SELECTION:
Despite the global challenges posed by climate change and emissions reductions in various industries in recent years, the ever growing demand for computation has ensured the opposite effect in this field as the computational capacity and therefore the associated energy requirement keeps growing1. Meanwhile, recent legislation introduced explicit responsibilities to avoid or re-use waste heat2. This amplifies the need for improving sustainability of (scientific) computing. GreenHPC is only one part of GreenIT which comprises efforts to increase the energy efficiency across all domains of computation, from smartphones to desktops, industrial applications and the cloud. With the Software Carbon Intensity (SCI) score, the aims to provide a standardized3 metric to reduce carbon emissions. The actual formula $SCI=(O+M)/R$ accounts for both, the operational emissions $O$ as well as the embodied emissions $M$, per functional unit $R$. The operational emissions are just the product of energy consumed and region-specific carbon intensity while the embodied emissions capture the share of total emissions for the hardware components themselves.
For supercomputers however, energy consumption is not only an aggregate ecological, but also an individual economical concern, since it can account for up to 50% of the total cost of ownership of such systems.4 The most intuitive first step is to only power-up computing resources when they are actually needed which is why HSUper shuts down idle nodes after fifteen minutes. Beyond this, improving energy efficiency is a necessary part of the path towards exascale computing. In that spirit, a companion to the Top500 list of the 500 fastest computers, the Green500 list tracks the 500 most energy efficient HPC systems with the highest GFLOPS per watt. While improvements in hardware efficiency lead to better theoretical values, energy efficiency is also determined by application software and its usage, making this an iterative (see below), collective challenge for everybody involved with HPC .
The first step researchers can take towards improving the energy efficiency of their scientific computations is to measure and report the associated energy consumption. “Putting an energy/carbon price on scientific output” incentivizes identifying potential for optimization and choosing different methods based on their energy efficiency.
By proactively reporting energy consumption and carbon emissions associated with their scientific output, researchers can promote these metrics in their respective communities, raising awareness for green computing and motivating innovation which may lead to further improvements in energy efficiency.

LISTED RECORDS:
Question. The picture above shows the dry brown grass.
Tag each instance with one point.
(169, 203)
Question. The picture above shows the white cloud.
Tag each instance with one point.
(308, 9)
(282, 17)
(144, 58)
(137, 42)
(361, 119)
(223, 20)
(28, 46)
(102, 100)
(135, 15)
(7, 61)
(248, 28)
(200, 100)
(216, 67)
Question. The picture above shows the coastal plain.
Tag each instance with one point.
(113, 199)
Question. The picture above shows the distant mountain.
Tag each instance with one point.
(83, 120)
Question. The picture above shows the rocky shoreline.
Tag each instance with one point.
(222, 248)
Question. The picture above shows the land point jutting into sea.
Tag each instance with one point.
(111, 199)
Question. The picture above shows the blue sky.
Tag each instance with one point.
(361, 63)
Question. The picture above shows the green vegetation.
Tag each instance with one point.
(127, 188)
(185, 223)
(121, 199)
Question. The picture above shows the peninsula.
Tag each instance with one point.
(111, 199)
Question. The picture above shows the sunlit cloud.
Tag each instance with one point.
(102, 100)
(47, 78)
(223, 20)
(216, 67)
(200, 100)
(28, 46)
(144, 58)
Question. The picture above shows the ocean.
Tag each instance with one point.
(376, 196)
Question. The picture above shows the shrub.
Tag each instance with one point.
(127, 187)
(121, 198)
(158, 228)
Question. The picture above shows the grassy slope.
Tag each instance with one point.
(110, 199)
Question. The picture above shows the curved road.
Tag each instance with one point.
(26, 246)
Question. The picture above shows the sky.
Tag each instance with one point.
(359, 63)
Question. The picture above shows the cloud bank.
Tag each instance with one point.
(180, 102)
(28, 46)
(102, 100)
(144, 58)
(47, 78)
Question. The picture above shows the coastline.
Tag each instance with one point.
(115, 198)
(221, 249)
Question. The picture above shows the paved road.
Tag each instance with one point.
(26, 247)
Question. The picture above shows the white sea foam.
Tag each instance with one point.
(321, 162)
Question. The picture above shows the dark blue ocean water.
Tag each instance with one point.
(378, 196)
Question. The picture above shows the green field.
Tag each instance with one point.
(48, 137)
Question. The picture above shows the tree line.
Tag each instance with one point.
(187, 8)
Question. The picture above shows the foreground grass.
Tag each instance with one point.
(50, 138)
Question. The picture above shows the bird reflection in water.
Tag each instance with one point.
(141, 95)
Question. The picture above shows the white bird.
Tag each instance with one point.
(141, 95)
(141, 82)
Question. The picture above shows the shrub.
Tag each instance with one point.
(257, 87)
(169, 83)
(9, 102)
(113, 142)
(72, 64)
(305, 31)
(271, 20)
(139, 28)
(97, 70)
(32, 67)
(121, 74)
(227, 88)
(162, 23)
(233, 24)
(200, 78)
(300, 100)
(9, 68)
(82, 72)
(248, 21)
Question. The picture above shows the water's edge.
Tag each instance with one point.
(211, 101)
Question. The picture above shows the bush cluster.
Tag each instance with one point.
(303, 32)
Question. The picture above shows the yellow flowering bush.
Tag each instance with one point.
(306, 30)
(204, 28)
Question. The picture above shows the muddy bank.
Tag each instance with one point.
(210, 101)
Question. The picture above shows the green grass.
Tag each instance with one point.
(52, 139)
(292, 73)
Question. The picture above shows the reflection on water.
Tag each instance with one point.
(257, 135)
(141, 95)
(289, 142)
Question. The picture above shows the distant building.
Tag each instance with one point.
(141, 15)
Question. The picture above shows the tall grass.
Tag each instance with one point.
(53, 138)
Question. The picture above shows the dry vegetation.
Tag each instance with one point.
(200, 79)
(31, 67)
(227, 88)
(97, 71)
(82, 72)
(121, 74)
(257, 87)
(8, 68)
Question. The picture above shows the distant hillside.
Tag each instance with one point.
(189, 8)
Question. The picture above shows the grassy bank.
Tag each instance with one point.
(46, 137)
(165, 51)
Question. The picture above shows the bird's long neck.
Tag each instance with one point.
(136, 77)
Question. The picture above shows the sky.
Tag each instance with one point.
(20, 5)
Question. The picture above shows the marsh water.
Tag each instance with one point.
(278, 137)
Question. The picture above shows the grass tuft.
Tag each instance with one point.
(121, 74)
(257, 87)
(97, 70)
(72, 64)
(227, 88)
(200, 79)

WHAT TO WORK ON:
**A)** Translate this sentence from the GreenHPC passage into Spanish: "The first step researchers can take towards improving the energy efficiency of their scientific computations is to measure and report the associated energy consumption."
**B)** Answer these questions using the GreenHPC passage:
(i) According to the passage, operational emissions are the product of which two things?
(ii) After how long does HSUper shut down idle nodes?
(iii) What does the Green500 list track?
**C)** Repeat the part of the GreenHPC passage between "The first step" and "in energy efficiency.", inclusive.

RESULTS FOR THE EXERCISE:
**A)** El primer paso que pueden dar los investigadores para mejorar la eficiencia energética de sus cálculos científicos es medir e informar el consumo de energía asociado.

**B)**
(i) The energy consumed and the region-specific carbon intensity.
(ii) After fifteen minutes.
(iii) The 500 most energy efficient HPC systems, those with the highest GFLOPS per watt.

**C)**
The first step researchers can take towards improving the energy efficiency of their scientific computations is to measure and report the associated energy consumption. “Putting an energy/carbon price on scientific output” incentivizes identifying potential for optimization and choosing different methods based on their energy efficiency.
By proactively reporting energy consumption and carbon emissions associated with their scientific output, researchers can promote these metrics in their respective communities, raising awareness for green computing and motivating innovation which may lead to further improvements in energy efficiency.